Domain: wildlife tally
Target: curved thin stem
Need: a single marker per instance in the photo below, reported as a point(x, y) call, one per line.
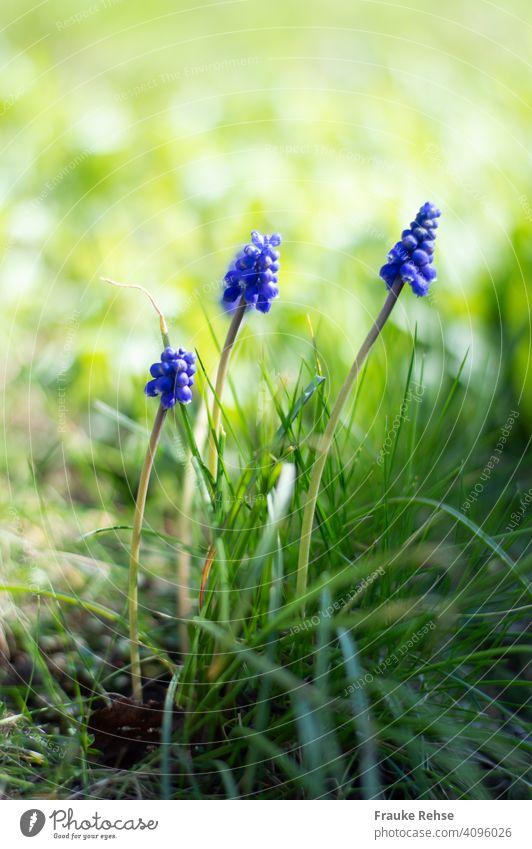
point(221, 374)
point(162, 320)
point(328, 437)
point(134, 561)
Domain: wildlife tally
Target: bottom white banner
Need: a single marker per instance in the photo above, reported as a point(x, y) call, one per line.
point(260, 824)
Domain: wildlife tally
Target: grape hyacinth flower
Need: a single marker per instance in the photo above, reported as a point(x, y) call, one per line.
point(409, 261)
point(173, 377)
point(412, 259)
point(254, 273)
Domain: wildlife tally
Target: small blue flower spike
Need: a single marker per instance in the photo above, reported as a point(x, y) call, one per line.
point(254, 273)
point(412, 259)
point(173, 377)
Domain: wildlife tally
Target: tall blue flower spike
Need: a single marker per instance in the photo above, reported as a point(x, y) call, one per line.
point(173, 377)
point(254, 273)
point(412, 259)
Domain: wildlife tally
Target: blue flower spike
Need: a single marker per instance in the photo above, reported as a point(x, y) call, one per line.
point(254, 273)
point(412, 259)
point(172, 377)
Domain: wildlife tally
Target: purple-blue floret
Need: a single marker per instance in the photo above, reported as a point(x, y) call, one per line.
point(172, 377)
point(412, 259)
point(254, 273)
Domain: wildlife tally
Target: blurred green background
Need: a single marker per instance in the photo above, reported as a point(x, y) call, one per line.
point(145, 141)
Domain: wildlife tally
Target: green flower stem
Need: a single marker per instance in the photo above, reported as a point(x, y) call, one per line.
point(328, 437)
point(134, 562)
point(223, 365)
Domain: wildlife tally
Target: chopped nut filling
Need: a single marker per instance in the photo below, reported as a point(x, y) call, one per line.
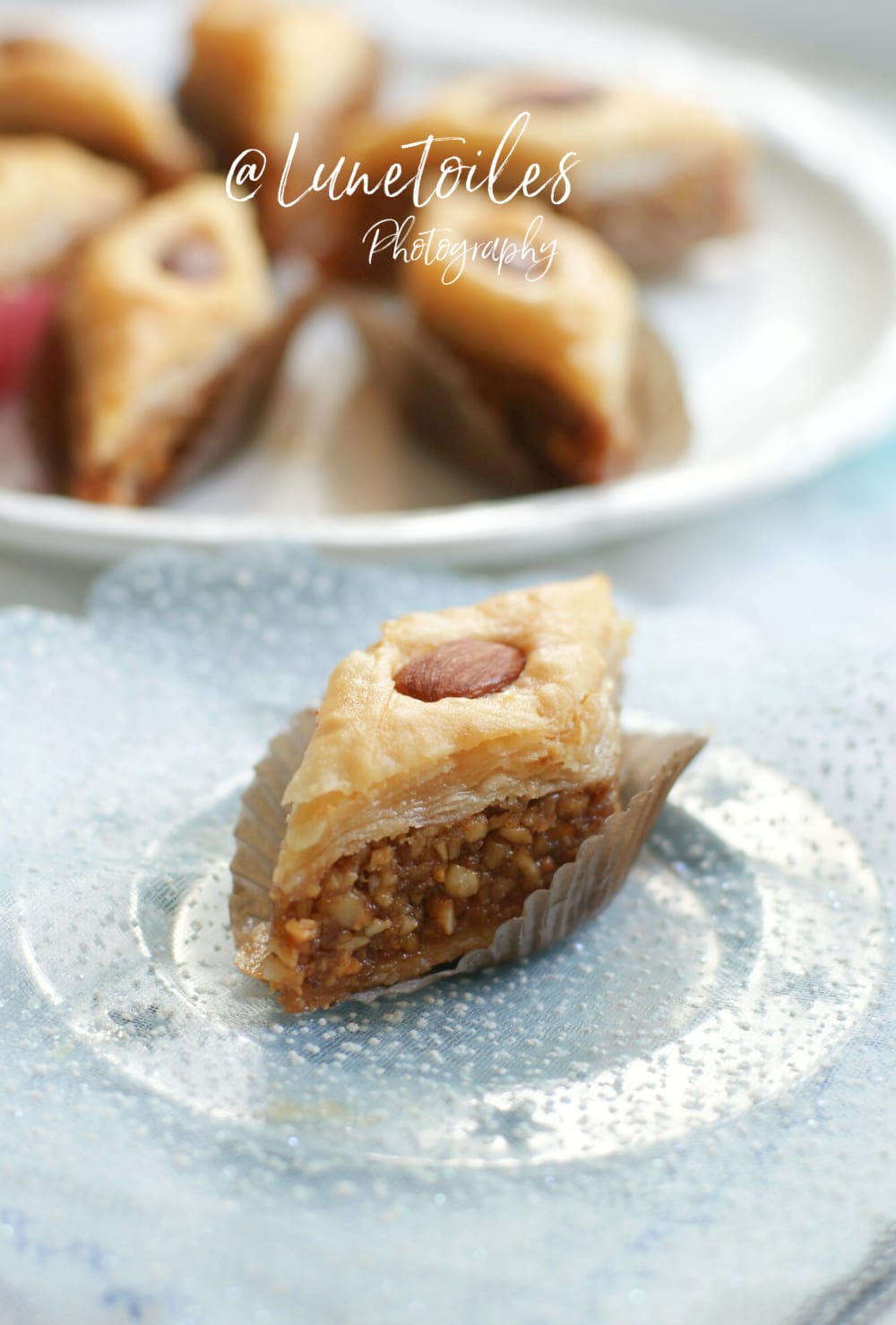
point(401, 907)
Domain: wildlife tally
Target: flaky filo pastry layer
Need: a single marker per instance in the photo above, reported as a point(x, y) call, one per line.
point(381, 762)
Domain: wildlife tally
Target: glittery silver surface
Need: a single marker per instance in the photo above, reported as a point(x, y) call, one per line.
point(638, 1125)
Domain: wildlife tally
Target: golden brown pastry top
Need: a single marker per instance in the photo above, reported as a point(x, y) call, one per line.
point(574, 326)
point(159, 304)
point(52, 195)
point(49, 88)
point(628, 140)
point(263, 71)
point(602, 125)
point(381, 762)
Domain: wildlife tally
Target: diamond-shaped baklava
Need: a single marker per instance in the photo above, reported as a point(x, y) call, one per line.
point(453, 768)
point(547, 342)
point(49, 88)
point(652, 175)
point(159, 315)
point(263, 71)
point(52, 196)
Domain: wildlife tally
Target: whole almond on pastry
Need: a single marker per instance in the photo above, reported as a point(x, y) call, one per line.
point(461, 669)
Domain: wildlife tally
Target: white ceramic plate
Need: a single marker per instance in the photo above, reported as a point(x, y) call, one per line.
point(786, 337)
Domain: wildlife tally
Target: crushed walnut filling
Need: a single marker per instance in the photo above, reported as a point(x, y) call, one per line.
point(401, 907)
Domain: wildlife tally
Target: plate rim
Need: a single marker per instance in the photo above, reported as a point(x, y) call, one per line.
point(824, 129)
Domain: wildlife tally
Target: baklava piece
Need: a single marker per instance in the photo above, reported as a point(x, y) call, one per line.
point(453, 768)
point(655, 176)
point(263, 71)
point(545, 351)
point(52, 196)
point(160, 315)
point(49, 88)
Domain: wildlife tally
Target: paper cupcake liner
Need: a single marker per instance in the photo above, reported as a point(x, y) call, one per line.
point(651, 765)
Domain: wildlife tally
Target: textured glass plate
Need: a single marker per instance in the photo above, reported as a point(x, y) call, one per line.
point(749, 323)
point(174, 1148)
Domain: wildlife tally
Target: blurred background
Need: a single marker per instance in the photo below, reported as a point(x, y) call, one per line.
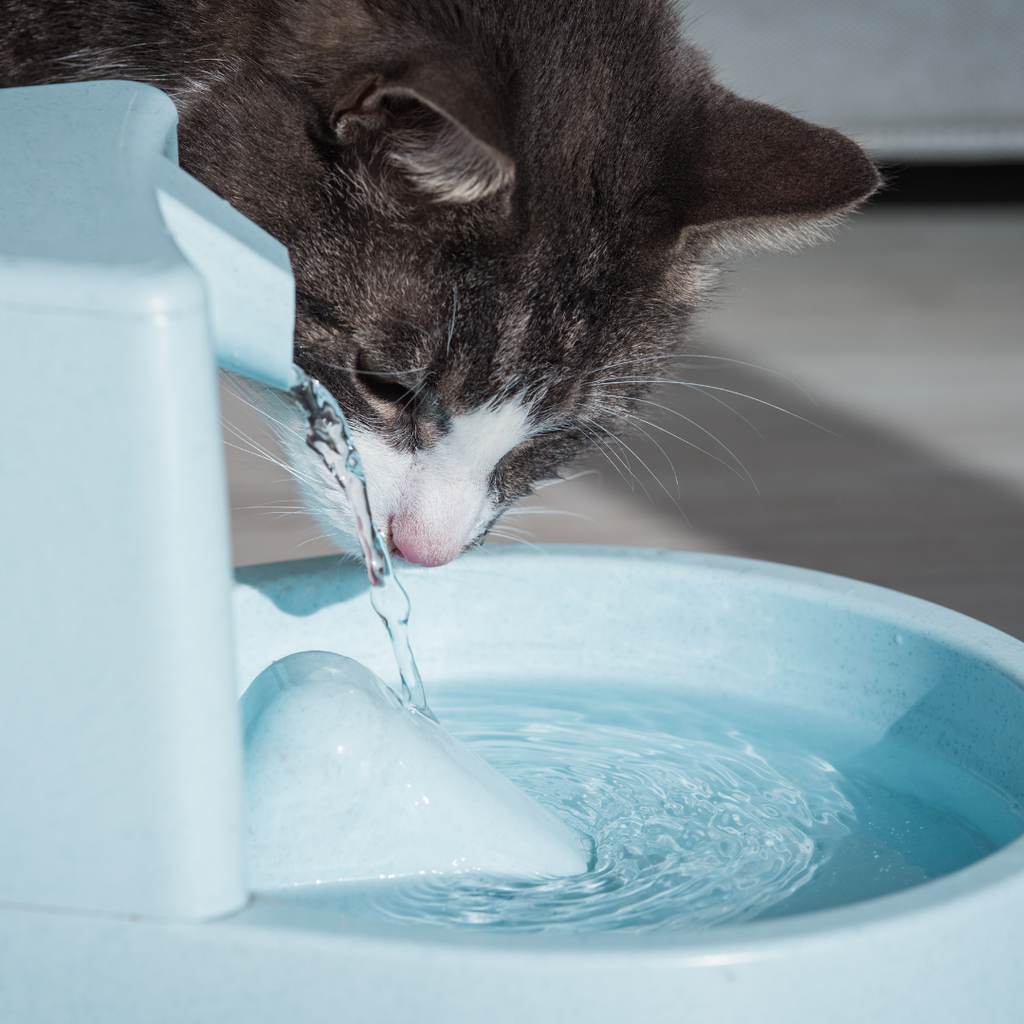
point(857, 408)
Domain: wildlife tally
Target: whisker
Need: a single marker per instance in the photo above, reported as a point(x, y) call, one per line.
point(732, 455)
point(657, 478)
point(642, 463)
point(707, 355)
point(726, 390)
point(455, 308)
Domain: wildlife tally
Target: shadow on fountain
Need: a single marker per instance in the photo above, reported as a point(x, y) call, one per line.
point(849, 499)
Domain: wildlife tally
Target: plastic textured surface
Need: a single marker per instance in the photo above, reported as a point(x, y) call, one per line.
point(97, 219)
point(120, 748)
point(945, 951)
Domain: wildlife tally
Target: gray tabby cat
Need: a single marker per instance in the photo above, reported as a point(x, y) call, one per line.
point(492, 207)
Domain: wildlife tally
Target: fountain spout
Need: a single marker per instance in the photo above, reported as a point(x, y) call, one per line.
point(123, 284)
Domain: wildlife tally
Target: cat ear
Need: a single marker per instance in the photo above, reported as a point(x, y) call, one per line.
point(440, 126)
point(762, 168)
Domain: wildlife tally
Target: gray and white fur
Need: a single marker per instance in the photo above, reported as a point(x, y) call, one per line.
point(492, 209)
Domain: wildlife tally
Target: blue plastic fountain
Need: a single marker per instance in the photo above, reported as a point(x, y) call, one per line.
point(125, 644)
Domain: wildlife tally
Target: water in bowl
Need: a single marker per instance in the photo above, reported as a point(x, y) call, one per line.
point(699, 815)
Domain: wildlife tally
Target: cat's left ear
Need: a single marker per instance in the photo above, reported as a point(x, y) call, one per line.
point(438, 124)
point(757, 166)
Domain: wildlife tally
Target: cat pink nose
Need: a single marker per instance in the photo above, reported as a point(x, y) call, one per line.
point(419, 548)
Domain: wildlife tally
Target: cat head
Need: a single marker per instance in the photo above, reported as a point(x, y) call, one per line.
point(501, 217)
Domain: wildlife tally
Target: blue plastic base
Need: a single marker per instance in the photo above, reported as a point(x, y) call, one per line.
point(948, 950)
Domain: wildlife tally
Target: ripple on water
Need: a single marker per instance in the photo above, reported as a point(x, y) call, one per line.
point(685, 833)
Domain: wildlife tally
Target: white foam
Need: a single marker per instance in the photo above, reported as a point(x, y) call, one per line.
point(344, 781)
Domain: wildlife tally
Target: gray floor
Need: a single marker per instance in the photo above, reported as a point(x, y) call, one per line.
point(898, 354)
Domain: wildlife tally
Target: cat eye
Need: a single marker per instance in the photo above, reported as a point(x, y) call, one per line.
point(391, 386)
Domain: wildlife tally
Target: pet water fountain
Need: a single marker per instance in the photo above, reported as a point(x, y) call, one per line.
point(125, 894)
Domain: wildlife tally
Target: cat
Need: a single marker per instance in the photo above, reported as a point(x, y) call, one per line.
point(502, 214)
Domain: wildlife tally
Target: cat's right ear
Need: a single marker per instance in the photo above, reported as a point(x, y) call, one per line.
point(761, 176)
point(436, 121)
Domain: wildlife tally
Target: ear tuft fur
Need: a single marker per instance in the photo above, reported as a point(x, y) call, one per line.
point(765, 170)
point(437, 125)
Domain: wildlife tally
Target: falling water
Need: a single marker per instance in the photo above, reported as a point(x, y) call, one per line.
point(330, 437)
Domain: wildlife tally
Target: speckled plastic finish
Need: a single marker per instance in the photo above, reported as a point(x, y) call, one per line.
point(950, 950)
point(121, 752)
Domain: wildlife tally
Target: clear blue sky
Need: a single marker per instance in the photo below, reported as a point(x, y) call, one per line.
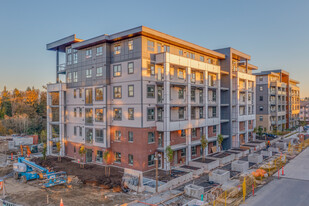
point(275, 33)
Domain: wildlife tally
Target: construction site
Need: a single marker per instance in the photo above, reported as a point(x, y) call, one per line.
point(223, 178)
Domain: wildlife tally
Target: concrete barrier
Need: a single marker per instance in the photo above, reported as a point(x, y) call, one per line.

-------------------------

→ **WHAT YOU NEED TO DO**
Each line of the data should be quoted exactly, with pictures left out.

→ **WRITTEN RESPONSE**
Domain: wildlife tally
Target: curved thin stem
Need: a single marker per instance in the photo below, reported as a point(x, y) call, one per line.
point(221, 374)
point(162, 320)
point(328, 437)
point(134, 561)
Domain: wildlife tally
Target: bottom white banner
Need: a single marker per instance in the photo above, reported as a point(x, y) call, one per line.
point(260, 824)
Domain: wildlife tally
Target: grape hyacinth flower
Need: a single marker per instance in the photo above, reported as a point(x, y) call, one per line.
point(409, 261)
point(173, 377)
point(412, 259)
point(254, 273)
Domain: wildlife tally
Target: small blue flower spike
Need: a single marker per instance in the photo above, reported as a point(x, y) call, one per line.
point(254, 273)
point(412, 259)
point(173, 377)
Domain: wildlife tally
Target: tall blue flower spike
Need: a single marker per instance in the photo above, reported as a point(x, y) call, one per line.
point(173, 377)
point(254, 273)
point(412, 259)
Domain: wildlife tally
Target: blue flower spike
Need: a single marker per instance in the photo above, reported as a point(x, y) call, one per line.
point(254, 273)
point(412, 259)
point(172, 377)
Domain: wildlife tally
Target: purple-blue floret
Need: a single marker per instance in the photo above, reported as a point(x, y) call, one per line.
point(172, 377)
point(412, 259)
point(254, 273)
Domain: wildlife tally
Target: blurred green background
Need: a single marker per instance in the photo above, reported as a point(x, y) call, one per line.
point(145, 141)
Domain: wildlife tally
Target: green flower stem
Need: a single marker per instance in the photo above, reported as a point(x, y) call, one per line.
point(328, 437)
point(134, 562)
point(223, 365)
Domain: wildlife tally
Target: chopped nut filling
Need: a single marker per instance in the photo below, reported as a point(x, y) call, one per line.
point(401, 907)
Domain: wildlife tally
Target: flaky filo pastry layer
Need: a single marker per instance in the photo above, reported as a point(x, y) call, one per line.
point(381, 762)
Domain: wildlife tally
Target: glittery silver surface
Need: a single marker per instance in the photo above, reported as a point(x, y) call, one per line.
point(638, 1125)
Domain: wildlife tally
Target: golden brown pastry top
Need: a single marker per instance in the photo above, reported as a point(x, y) call, one per line.
point(574, 326)
point(159, 304)
point(52, 195)
point(49, 88)
point(628, 140)
point(263, 71)
point(602, 125)
point(381, 762)
Domain: wildlife tally
Target: diamond-shaped baklava
Need: a single marker per instance in the photo above, reported as a point(x, y) call, one per line.
point(453, 768)
point(547, 342)
point(49, 88)
point(652, 175)
point(159, 315)
point(263, 71)
point(52, 196)
Domain: wildlife tally
Target: whole almond on pastry
Need: a single marker per instance in the photo above, reported as a point(x, y) call, one per line.
point(461, 669)
Domain: wildlife tally
Target: white ceramic plate
Need: a single marker per instance in the photo above, reported as a point(x, y) call, one per line.
point(786, 337)
Domain: wildlife tally
Target: crushed walnut filling
Need: a single marker per instance in the photo above, reported as a point(x, y) call, one per line.
point(401, 907)
Domain: wildlife tally
Target: plate rim
Need: a single marker per instance in the photo above, reported as a point(x, y) call, one per line.
point(824, 129)
Domain: wildlife tally
Target: baklava piece
Need: a single marker per instance in the photo above, reported as a point(x, y) call, one per line.
point(453, 768)
point(655, 176)
point(263, 71)
point(545, 351)
point(52, 196)
point(160, 315)
point(49, 88)
Domain: wildlife tally
Target: paper cupcake liner
Need: a single marker per instance in the photo above, reported as a point(x, y) call, one per line.
point(651, 765)
Domain: wildlife tally
Target: textured glass plate
Need: a single marker per instance in the photo above, reported as a point(x, y) call, one per line.
point(749, 323)
point(174, 1148)
Domain: wildlife tally
Target: blurred background
Need: a single marker per instance in the photo below, reported as a point(x, y) call, one per line.
point(857, 408)
Domain: wildlife tally
Target: whisker
Need: a single marker per instance in the photo above, reported as a point(x, y) call, one per line.
point(732, 455)
point(657, 478)
point(642, 463)
point(707, 355)
point(726, 390)
point(455, 308)
Domain: wildlife tally
Target: shadow on fountain
Need: a single marker per instance in the photo above, reported as a point(x, y) call, one per line.
point(849, 499)
Domain: wildlife tally
Target: plastic textured surface
Need: a single marker per instance in the photo above, reported as a point(x, y) call, one per line.
point(97, 219)
point(120, 748)
point(945, 951)
Domain: wildlife tally
Target: gray tabby cat
Need: a single marker per instance in the photo above, reported as a point(x, y) call, one per line.
point(492, 207)
Domain: wildlife tally
Target: fountain spout
Need: a single marker per instance in the photo above, reported as a point(x, y) call, one per line.
point(123, 284)
Domain: wildlife tally
Target: cat ear
Need: a single marker per instance in the photo above, reported as a point(x, y) call, one per line.
point(440, 126)
point(762, 168)
Domain: wildlife tally
Target: gray and white fur
Need: a single marker per instance in the photo above, reported as a point(x, y) call, one per line.
point(492, 209)
Domain: wildlife tally
Target: blue plastic fountain
Need: a single marker per instance in the photo above, reported as a point(x, y) call, one per line.
point(125, 644)
Domain: wildlife tally
Target: water in bowl
Need: a single marker per instance in the photo above, reported as a point(x, y) call, one per line.
point(699, 815)
Domain: wildlife tally
Target: cat's left ear
Need: a single marker per instance in the photo above, reported as a point(x, y) call, one per line.
point(438, 124)
point(757, 166)
Domain: wildlife tally
Target: cat pink nose
Need: a single marker per instance in the photo above, reported as a point(x, y) call, one per line.
point(419, 548)
Domain: wildlife tally
Target: cat head
Need: a single marker per instance in the photo above, reported as a point(x, y) call, one per line.
point(501, 217)
Domain: wildlife tally
Target: blue plastic base
Need: a single marker per instance in the photo above, reported as a point(x, y) call, one per line.
point(948, 950)
Domain: wildlife tally
Target: ripple on water
Need: a single marker per instance in the photo above, reported as a point(x, y) call, one per line.
point(685, 833)
Domain: wildlife tally
Target: white foam
Need: a single marker per instance in the photo above, reported as a point(x, y) call, one per line.
point(344, 781)
Domain: wildlife tally
Target: gray floor
Need: a single marker per instance in the photo above, reported as a point(x, y) call, one per line.
point(898, 354)
Domain: wildlife tally
Target: cat eye
Need: a single marker per instance in the photo above, reported as a point(x, y) call, one per line.
point(391, 386)
Domain: wildlife tally
Target: pet water fountain
Need: a single marker per instance in the photo above, reported as a point(x, y) call, one per line.
point(125, 894)
Domain: wildlife tally
Target: cat
Need: a single marker per instance in the photo above, reported as a point(x, y) call, one per line.
point(502, 214)
Domain: wildlife tally
Target: cat's right ear
Need: a single marker per instance in the photo above, reported as a point(x, y) call, one per line.
point(761, 176)
point(436, 121)
Domain: wildlife tally
Target: ear tuft fur
Need: a single marker per instance in the photo above, reported as a point(x, y) call, one per line.
point(765, 170)
point(437, 125)
Domain: wildlife tally
Target: falling water
Need: a single marker per instance in the photo above, reported as a point(x, y) call, one per line.
point(330, 437)
Domain: wildlife tally
Target: speckled plastic finish
Need: a single marker per instance in the photo above, reported as a point(x, y) call, one per line.
point(950, 950)
point(121, 752)
Domain: wildlife tally
Target: clear blue sky
Need: a single marker per instance in the photo below, reported as a point(x, y) call, one per line.
point(275, 33)
Domain: wildlife tally
Target: construction site
Need: a single marker per instance in the photo above, reported as a point(x, y) call, one per line.
point(223, 178)
Domain: wildlife tally
Target: concrete barrier
Need: a single marker per instance in the photo above, reported as a point(x, y) call, one per line.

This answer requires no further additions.